> WORK INSTRUCTION A: From the text on AI, pull out the passage starting with "The limitations presently" and going on through "and/or cost save?", word for word.
> WORK INSTRUCTION B: According to the text on AI, which tell-tale markers in a generated image point to AI involvement?

> TEXT SEGMENT:
=======
The limitations presently are breadth and depth- namely in data and comprehension. For example; if you’re generating an image, there will be little tell-tale markers of AI involvement- look for the nonsensical- such as too many or too few fingers, or impossible things, such as the camera placement or laws of physics not being respected. Keep in mind generational shifts, in little under a year, some of the models have gone from producing utterly unrecognisable results to those that are almost accurate barring flaws that only an expert would detect. It won’t take many more generations for the technology to get to the point where it is indistinguishable from ‘real’. This isn’t as far away as we previously had thought.
Nick, how can a SME use AI to help them grow and/or cost save?
AI is well-positioned to help SME’s both grow and to be more efficient in their work practices, leading to cost savings. At a base level AI can be used to automate and enhance repeated processes by constantly learning and teaching the most efficient path thru a chain of activities, this has been used very effectively to learn from past mistakes and trace back to the root cause of the problem. In this way a potentially minor process or decision, early in a process life-cycle, can be altered (corrected), saving large amounts of re-work and time in the e2e process. Many businesses have over-time, built inefficiencies into their work without recognising it, the focused use of AI can not only help eliminate these but also suggest new steps that may further increase the efficiency of the business.
Growth from AI can come from several sources, simplistically marketing and business development activities can be beneficiaries of increased knowledge leading to more pointed targeting of high potential customers, who have a need and it can then assist in defining the product offering to offer the best chance of winning the business. Even more simplistically, the promotion of your business as being AI-aware (see response to question around Boards preparedness), will present an image of a business that is keeping current and market leading.
=======
Dataset entries

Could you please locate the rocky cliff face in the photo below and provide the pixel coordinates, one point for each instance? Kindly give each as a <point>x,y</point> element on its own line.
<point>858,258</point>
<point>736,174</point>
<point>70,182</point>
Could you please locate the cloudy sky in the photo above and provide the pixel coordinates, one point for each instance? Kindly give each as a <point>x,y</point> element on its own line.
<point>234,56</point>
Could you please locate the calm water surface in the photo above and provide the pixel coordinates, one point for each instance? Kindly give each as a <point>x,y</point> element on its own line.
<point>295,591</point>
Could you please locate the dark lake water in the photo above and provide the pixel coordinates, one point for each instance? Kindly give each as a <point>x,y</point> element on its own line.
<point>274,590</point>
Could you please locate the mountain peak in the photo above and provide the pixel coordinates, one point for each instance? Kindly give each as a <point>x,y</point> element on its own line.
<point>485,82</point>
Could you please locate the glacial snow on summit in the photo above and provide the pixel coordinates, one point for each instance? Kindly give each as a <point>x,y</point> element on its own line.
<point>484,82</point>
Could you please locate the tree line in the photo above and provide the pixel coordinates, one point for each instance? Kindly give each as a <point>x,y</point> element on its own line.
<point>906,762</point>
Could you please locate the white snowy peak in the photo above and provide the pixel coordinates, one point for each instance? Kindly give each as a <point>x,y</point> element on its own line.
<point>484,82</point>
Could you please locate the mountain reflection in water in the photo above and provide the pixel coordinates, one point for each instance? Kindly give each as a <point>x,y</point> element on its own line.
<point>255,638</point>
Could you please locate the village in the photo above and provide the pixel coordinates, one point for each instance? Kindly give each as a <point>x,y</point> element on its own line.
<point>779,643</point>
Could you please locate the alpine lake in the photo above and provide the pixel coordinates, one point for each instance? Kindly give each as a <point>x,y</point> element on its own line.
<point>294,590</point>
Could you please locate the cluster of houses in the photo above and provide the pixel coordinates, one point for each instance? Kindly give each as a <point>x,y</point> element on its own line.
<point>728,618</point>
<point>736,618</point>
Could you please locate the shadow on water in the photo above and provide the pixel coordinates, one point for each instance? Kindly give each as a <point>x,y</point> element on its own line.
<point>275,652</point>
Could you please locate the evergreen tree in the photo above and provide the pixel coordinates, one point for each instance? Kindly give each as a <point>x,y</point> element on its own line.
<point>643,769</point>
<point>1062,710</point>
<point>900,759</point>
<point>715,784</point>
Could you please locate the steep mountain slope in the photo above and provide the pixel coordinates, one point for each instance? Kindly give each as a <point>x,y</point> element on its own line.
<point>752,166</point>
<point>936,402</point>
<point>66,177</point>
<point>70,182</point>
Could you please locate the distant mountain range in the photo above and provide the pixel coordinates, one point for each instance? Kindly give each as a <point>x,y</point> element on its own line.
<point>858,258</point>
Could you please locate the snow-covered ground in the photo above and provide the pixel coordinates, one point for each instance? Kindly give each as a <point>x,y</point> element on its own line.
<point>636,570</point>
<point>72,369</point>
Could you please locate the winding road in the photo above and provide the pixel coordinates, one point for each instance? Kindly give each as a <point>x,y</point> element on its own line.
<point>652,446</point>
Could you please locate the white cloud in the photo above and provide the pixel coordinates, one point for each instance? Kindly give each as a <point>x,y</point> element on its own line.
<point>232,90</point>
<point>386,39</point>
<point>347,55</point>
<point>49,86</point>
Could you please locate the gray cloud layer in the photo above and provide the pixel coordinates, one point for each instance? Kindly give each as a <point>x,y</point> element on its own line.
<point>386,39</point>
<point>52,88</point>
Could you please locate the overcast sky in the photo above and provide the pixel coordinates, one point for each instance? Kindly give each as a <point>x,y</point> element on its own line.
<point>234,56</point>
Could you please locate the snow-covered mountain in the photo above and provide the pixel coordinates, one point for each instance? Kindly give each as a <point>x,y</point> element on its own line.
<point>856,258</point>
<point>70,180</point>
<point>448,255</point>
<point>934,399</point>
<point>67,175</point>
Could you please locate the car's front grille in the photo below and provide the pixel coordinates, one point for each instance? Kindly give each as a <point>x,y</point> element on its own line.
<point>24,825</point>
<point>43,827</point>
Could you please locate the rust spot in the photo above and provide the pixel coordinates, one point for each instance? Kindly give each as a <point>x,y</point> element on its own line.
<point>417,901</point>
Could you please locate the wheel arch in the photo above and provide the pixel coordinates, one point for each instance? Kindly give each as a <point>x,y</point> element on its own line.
=======
> EXERCISE OUTPUT A:
The limitations presently are breadth and depth- namely in data and comprehension. For example; if you’re generating an image, there will be little tell-tale markers of AI involvement- look for the nonsensical- such as too many or too few fingers, or impossible things, such as the camera placement or laws of physics not being respected. Keep in mind generational shifts, in little under a year, some of the models have gone from producing utterly unrecognisable results to those that are almost accurate barring flaws that only an expert would detect. It won’t take many more generations for the technology to get to the point where it is indistinguishable from ‘real’. This isn’t as far away as we previously had thought.
Nick, how can a SME use AI to help them grow and/or cost save?

> EXERCISE OUTPUT B: Nonsensical details, such as too many or too few fingers, or impossible things like camera placement or the laws of physics not being respected.